_Data records_:
+++

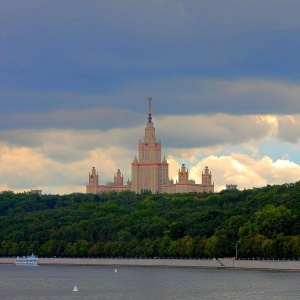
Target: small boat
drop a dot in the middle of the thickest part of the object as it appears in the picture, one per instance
(30, 260)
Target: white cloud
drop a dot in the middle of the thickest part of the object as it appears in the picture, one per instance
(246, 171)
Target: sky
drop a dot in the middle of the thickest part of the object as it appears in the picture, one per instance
(75, 76)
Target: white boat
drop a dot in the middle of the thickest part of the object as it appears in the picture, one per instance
(30, 260)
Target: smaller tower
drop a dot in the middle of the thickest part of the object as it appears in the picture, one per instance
(118, 179)
(206, 177)
(183, 174)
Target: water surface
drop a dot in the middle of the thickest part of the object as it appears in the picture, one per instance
(97, 282)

+++

_Task goal_:
Return all of the material precisely as written. No picture belongs in it.

_Exercise solution_:
Target: small boat
drop a dot in the middle of the thickest part of the object as it appears in the picture, one per instance
(30, 260)
Target: white cloud
drop a dot in the middle of the thickest part of the object as it appears in the picture, one per instance
(246, 171)
Target: sky
drop a dot in the middle of the thickest part of the object as it appears in the picture, one per instance
(75, 76)
Target: white boat
drop a dot in the middle of the thickest part of the object as it appears in the picture, one per instance
(30, 260)
Target: smaller tower
drop a dot in the middle of the thickest part of the object as it appears in the picture, one per instance
(118, 179)
(206, 177)
(183, 174)
Target: water surface
drop a dot in the middle of the thickest part of the object as it appears in the picture, one per instance
(97, 282)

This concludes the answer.